[Given data — start]

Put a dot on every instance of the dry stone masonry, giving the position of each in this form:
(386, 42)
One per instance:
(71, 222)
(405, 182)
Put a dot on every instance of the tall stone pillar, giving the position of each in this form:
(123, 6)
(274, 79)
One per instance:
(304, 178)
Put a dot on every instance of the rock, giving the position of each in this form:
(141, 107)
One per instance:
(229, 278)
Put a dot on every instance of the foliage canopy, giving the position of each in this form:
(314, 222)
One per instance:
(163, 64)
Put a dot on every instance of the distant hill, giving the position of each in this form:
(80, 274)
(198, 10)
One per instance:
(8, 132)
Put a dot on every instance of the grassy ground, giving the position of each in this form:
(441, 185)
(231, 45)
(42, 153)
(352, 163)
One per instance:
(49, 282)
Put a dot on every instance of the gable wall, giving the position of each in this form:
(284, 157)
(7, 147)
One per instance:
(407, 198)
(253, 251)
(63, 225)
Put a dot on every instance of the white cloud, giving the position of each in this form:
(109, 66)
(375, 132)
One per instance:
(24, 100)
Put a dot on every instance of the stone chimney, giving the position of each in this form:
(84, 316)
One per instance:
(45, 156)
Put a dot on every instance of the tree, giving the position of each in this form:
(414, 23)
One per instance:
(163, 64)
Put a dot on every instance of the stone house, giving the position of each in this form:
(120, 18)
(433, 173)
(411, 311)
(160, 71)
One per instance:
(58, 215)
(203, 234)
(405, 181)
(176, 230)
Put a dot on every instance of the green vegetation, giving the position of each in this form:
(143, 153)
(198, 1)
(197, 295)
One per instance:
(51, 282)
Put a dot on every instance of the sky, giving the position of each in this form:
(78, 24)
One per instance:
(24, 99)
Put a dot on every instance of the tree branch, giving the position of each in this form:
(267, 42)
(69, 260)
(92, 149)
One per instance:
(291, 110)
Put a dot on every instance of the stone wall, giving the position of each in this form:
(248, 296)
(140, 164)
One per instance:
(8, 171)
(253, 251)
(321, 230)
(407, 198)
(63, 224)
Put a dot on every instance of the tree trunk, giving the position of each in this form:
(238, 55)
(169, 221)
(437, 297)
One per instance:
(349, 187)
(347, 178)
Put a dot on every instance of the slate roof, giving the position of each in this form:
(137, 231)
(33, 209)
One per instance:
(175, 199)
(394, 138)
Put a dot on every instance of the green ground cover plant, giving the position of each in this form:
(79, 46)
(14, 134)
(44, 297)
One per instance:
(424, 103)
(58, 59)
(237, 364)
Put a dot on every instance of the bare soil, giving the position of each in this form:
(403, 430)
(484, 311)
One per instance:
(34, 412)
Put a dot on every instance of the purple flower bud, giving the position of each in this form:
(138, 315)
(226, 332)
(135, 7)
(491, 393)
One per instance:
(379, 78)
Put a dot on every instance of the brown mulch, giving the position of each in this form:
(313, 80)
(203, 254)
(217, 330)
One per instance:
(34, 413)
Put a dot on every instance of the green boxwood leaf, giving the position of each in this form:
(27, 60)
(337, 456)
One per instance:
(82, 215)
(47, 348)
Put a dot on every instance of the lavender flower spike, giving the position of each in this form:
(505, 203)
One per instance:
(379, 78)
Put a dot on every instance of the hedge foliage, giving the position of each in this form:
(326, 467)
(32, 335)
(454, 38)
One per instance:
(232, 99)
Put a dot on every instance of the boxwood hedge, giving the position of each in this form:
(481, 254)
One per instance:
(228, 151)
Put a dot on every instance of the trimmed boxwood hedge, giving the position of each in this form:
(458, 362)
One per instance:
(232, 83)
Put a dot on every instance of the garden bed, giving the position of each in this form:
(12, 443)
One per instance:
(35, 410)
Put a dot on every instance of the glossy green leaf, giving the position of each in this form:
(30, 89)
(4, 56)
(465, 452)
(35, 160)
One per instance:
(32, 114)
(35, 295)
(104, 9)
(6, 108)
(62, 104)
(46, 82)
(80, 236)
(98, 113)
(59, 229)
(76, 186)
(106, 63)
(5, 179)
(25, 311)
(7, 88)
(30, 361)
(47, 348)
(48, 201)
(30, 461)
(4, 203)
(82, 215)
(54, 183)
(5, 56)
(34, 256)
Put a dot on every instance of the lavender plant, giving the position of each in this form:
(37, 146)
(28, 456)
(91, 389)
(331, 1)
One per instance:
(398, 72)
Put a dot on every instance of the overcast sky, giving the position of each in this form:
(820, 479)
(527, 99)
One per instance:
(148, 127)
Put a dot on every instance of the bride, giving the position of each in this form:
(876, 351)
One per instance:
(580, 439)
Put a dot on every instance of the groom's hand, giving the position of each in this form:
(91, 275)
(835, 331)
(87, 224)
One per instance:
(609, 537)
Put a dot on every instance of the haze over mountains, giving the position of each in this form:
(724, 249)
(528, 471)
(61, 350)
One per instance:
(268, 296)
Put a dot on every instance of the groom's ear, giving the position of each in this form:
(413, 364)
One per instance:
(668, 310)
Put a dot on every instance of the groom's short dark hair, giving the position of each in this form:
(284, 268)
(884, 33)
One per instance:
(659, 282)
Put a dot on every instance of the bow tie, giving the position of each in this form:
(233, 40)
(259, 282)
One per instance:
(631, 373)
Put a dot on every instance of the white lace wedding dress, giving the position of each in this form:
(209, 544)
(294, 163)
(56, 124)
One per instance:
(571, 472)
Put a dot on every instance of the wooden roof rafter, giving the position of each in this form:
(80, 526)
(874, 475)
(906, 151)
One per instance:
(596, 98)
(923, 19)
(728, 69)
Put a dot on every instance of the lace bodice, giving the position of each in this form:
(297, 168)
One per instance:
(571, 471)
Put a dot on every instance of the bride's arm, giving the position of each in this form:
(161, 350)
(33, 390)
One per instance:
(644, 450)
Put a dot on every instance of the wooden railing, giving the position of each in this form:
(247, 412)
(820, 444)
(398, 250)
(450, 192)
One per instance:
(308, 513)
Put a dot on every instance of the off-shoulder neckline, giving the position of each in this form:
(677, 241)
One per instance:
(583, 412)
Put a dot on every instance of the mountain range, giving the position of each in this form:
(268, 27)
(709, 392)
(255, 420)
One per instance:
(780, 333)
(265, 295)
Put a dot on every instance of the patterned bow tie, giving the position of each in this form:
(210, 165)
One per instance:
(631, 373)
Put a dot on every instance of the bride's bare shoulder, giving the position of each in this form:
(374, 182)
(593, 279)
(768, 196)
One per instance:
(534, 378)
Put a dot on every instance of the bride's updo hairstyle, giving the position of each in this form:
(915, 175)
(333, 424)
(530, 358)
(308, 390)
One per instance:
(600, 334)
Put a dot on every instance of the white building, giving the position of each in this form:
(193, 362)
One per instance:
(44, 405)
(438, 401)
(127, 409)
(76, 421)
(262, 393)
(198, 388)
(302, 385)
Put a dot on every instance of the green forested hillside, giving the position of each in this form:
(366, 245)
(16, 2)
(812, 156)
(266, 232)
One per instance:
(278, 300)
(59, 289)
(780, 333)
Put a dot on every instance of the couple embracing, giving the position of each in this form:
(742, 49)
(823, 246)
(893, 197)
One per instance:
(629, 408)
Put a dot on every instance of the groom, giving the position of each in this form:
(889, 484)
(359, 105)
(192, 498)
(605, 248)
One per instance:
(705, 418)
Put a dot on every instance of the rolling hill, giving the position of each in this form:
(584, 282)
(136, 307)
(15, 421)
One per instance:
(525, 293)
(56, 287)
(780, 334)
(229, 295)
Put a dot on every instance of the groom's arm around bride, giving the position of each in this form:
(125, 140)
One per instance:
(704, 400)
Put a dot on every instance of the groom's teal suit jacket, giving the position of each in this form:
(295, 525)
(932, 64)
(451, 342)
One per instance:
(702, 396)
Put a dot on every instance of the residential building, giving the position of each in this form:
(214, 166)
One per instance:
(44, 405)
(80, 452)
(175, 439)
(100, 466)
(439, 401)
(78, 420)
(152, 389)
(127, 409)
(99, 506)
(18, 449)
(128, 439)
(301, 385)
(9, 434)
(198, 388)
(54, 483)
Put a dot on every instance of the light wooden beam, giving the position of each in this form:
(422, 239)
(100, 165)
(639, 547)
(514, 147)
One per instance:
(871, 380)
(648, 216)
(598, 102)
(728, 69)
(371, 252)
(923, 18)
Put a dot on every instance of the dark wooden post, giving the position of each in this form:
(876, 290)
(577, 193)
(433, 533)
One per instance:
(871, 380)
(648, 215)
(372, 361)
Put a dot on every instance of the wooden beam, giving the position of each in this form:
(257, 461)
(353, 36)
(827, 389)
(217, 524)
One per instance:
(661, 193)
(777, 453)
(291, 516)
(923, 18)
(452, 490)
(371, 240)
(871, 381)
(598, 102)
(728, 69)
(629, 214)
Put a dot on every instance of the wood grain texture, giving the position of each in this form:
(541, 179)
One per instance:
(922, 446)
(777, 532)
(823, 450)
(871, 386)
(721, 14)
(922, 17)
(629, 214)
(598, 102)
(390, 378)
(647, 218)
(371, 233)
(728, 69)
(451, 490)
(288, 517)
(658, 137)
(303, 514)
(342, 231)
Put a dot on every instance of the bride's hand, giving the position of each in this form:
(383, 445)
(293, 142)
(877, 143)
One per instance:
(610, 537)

[Given data — finish]

- What to produce -
Wherever the word "building" turns up in the records, copy out the line it is on.

- Answer to this exercise -
Put a dot on every instance of the white building, giving the position of each in this form:
Put a dot on every instance of the residential building, giving the position of each in this form:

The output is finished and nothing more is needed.